Count the lines in the entries below that contain the string "window", treating uppercase and lowercase as different. Give only the number.

Saved entries
☆ ☆ ☆

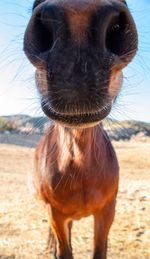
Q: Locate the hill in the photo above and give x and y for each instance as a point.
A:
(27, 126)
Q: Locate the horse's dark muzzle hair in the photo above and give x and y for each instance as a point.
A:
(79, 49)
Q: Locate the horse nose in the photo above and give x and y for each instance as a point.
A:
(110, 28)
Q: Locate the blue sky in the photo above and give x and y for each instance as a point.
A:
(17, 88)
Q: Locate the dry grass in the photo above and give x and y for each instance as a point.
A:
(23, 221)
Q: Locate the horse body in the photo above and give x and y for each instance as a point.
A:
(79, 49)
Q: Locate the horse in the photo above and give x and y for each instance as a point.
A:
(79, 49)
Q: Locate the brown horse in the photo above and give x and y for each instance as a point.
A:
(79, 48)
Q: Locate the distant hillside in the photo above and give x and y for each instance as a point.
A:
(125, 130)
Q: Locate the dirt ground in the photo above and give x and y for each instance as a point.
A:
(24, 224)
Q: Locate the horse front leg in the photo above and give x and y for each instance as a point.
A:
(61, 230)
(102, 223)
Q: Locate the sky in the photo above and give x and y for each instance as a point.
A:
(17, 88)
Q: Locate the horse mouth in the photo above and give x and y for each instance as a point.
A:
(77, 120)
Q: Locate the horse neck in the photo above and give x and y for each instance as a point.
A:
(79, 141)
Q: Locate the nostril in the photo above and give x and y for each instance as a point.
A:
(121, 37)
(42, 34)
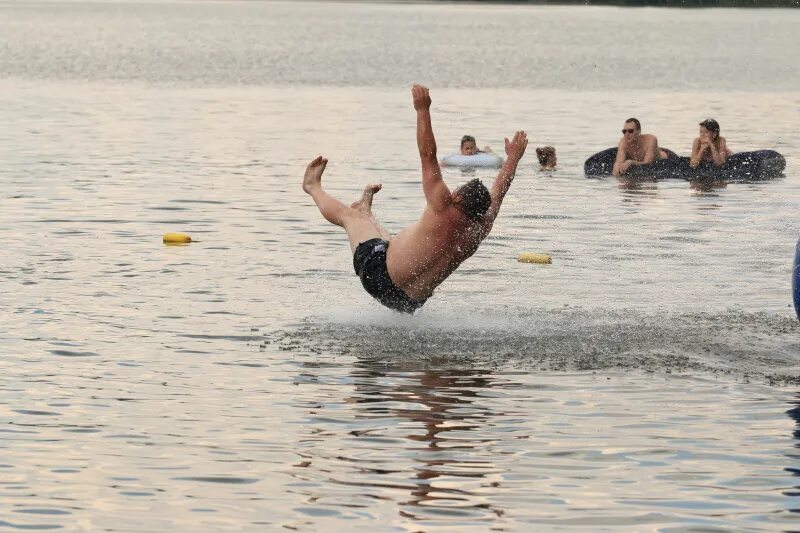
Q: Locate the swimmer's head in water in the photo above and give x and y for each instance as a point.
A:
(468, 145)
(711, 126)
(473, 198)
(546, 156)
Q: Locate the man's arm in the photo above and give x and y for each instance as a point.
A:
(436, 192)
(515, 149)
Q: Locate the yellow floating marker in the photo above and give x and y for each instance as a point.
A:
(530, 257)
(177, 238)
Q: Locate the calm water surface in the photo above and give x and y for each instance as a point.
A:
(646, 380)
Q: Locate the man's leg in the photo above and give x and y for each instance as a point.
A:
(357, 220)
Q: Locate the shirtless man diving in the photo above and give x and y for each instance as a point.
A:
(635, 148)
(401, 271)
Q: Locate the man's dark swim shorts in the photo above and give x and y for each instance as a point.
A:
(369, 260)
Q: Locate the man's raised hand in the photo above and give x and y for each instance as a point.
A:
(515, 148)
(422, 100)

☆ ☆ ☆

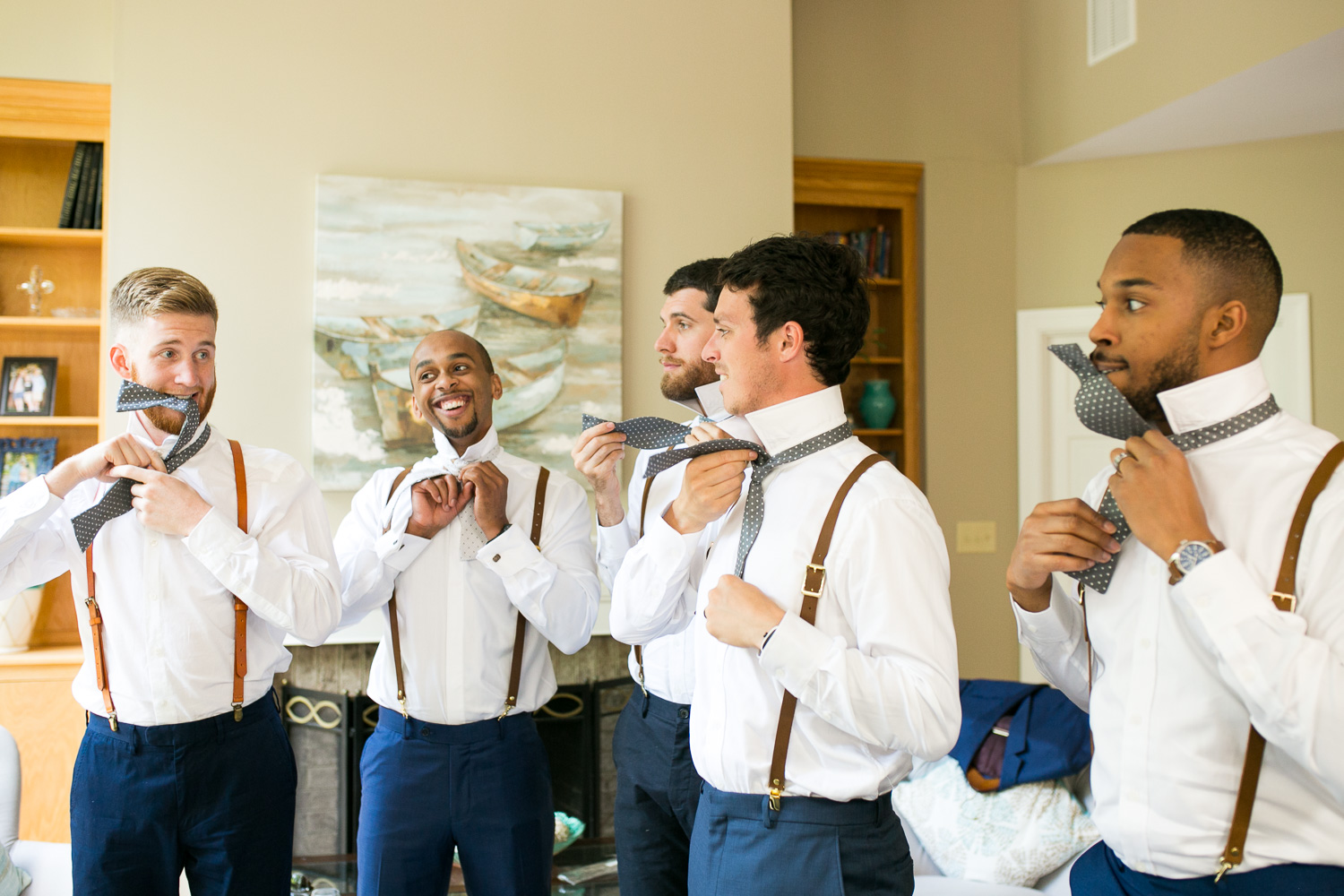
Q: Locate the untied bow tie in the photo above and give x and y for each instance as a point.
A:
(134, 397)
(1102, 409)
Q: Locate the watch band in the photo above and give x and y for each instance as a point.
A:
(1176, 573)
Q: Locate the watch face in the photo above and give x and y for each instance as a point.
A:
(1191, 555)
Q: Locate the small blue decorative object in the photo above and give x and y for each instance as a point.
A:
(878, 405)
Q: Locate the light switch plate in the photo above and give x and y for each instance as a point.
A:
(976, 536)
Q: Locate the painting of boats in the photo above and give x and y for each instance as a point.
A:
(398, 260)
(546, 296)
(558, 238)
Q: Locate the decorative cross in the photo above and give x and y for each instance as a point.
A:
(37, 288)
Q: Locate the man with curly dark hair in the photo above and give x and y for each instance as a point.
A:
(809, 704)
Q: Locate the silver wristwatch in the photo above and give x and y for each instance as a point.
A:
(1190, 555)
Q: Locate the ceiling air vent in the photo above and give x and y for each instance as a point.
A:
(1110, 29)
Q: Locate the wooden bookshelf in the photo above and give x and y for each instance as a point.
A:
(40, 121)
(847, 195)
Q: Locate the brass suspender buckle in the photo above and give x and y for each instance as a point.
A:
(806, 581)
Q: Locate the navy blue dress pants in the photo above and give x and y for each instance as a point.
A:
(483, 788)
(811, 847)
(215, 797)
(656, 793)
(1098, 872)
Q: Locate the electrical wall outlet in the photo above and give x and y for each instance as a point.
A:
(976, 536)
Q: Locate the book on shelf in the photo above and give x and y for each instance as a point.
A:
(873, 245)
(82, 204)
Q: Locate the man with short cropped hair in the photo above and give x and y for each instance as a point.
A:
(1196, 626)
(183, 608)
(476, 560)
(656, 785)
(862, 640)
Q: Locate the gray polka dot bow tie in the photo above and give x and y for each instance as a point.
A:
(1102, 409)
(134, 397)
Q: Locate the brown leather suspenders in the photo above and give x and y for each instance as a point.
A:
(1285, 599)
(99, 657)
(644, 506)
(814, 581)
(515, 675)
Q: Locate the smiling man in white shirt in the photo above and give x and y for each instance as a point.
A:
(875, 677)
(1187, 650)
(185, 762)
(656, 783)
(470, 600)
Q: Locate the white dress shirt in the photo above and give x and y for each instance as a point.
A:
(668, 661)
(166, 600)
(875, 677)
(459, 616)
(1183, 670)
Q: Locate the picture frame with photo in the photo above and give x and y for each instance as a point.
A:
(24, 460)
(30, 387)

☆ ☆ ☆

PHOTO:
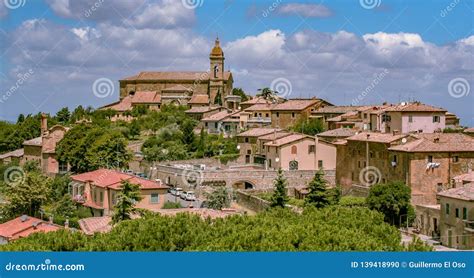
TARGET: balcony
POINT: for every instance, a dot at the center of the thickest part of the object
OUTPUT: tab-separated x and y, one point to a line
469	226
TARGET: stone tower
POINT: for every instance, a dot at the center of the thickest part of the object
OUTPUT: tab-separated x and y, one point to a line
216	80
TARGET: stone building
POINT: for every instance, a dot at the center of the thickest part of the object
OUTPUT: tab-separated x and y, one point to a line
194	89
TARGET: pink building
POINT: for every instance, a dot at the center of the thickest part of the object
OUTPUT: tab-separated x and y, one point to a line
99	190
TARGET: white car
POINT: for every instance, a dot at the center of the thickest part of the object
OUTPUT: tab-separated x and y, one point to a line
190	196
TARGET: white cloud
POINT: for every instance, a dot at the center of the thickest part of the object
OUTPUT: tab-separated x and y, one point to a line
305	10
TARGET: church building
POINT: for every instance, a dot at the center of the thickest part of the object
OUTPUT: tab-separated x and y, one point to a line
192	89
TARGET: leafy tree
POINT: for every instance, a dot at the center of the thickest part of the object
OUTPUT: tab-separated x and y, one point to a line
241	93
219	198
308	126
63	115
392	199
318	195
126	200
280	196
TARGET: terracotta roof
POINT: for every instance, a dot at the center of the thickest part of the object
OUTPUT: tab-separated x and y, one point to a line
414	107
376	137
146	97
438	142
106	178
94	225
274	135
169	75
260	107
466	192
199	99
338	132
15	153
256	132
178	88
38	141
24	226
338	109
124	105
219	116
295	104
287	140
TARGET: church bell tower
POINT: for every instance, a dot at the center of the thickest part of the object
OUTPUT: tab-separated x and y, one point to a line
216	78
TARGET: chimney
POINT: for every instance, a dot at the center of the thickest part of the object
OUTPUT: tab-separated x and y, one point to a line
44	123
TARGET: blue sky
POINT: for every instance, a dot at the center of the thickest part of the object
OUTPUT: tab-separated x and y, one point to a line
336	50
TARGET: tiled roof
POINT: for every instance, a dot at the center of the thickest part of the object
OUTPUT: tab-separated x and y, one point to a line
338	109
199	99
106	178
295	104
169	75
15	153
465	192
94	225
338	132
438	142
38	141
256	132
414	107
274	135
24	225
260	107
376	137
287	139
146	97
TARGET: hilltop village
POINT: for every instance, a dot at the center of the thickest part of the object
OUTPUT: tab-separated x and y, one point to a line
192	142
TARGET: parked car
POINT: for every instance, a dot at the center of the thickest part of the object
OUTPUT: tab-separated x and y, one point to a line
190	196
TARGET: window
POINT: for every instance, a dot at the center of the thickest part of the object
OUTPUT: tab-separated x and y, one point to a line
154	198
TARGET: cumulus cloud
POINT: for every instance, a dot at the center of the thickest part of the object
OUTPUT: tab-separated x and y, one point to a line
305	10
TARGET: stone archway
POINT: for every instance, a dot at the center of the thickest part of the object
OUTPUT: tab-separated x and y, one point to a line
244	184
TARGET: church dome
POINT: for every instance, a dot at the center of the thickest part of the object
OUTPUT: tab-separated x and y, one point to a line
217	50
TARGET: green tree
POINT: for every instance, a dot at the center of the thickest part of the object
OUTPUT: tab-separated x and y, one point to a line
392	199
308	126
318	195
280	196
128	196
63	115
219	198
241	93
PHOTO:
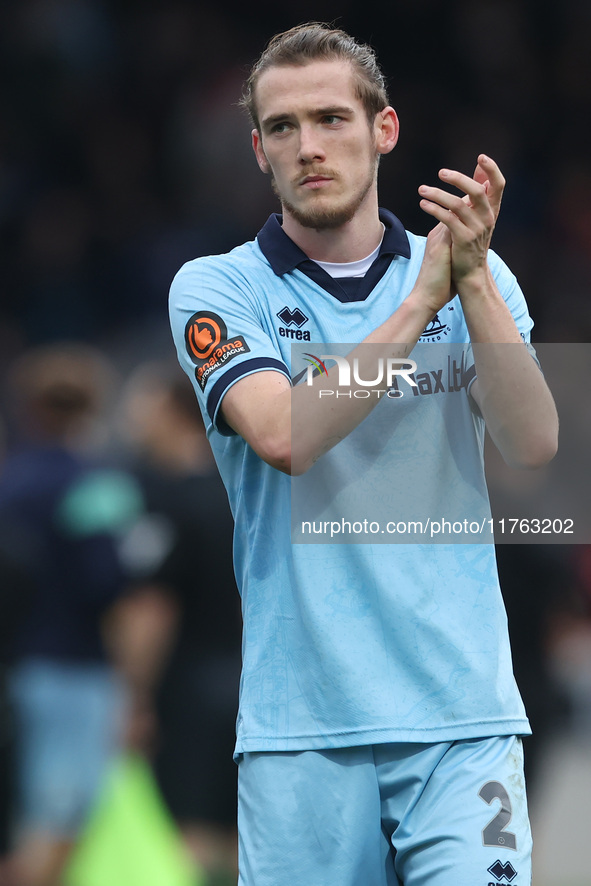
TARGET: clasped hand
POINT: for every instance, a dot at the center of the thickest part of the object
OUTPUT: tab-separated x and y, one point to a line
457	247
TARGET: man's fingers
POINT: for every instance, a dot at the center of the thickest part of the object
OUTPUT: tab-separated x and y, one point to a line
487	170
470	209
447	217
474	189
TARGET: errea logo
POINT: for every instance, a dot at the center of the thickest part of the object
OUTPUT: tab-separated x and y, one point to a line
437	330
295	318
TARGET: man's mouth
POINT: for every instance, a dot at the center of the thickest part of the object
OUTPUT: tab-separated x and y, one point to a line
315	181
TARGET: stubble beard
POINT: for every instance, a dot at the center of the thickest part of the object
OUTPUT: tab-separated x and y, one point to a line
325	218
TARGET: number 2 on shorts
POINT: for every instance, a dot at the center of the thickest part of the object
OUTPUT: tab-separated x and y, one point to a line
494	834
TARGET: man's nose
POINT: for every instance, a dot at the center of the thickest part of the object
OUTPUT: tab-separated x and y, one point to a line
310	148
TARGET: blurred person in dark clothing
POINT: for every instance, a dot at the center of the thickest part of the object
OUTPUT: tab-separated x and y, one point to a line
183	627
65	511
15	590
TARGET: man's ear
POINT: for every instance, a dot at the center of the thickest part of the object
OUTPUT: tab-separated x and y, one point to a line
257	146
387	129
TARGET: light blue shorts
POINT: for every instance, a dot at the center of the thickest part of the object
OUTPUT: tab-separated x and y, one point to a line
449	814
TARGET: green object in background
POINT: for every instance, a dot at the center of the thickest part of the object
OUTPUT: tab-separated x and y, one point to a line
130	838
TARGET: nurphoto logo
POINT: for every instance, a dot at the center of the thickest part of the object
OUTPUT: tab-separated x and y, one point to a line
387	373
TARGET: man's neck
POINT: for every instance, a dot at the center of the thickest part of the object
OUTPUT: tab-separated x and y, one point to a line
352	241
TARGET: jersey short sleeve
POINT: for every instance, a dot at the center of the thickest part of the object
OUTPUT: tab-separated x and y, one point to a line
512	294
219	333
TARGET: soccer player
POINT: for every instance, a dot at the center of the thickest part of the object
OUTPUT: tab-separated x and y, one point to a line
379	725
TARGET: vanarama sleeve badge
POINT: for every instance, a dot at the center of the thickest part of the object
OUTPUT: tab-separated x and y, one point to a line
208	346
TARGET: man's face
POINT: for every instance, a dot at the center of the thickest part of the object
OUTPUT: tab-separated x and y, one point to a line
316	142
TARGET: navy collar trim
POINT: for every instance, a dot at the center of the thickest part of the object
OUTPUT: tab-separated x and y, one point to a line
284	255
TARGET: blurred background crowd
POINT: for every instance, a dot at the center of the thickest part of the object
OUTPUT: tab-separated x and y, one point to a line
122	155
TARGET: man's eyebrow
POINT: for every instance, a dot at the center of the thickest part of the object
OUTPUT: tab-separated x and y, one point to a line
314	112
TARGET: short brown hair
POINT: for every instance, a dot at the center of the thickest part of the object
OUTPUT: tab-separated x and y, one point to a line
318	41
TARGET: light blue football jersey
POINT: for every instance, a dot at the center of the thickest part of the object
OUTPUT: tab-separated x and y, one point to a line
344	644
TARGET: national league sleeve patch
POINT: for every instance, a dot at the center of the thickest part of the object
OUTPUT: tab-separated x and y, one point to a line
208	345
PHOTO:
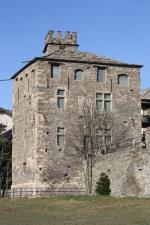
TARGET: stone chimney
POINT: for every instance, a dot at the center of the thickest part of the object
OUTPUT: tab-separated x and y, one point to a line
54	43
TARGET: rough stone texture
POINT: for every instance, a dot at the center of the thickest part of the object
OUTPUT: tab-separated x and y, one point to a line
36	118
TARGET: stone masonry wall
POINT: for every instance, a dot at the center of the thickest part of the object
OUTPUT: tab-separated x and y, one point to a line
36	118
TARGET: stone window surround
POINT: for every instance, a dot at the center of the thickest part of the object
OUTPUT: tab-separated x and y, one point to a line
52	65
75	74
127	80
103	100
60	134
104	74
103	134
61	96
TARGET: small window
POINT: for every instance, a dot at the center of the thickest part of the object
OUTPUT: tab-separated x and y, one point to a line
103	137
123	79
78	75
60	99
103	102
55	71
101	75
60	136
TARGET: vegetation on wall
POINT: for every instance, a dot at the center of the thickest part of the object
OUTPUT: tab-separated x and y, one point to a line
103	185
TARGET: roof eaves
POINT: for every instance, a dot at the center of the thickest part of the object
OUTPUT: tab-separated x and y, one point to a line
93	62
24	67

☆ ☆ ☆

ANSWER TO THE TASK = 3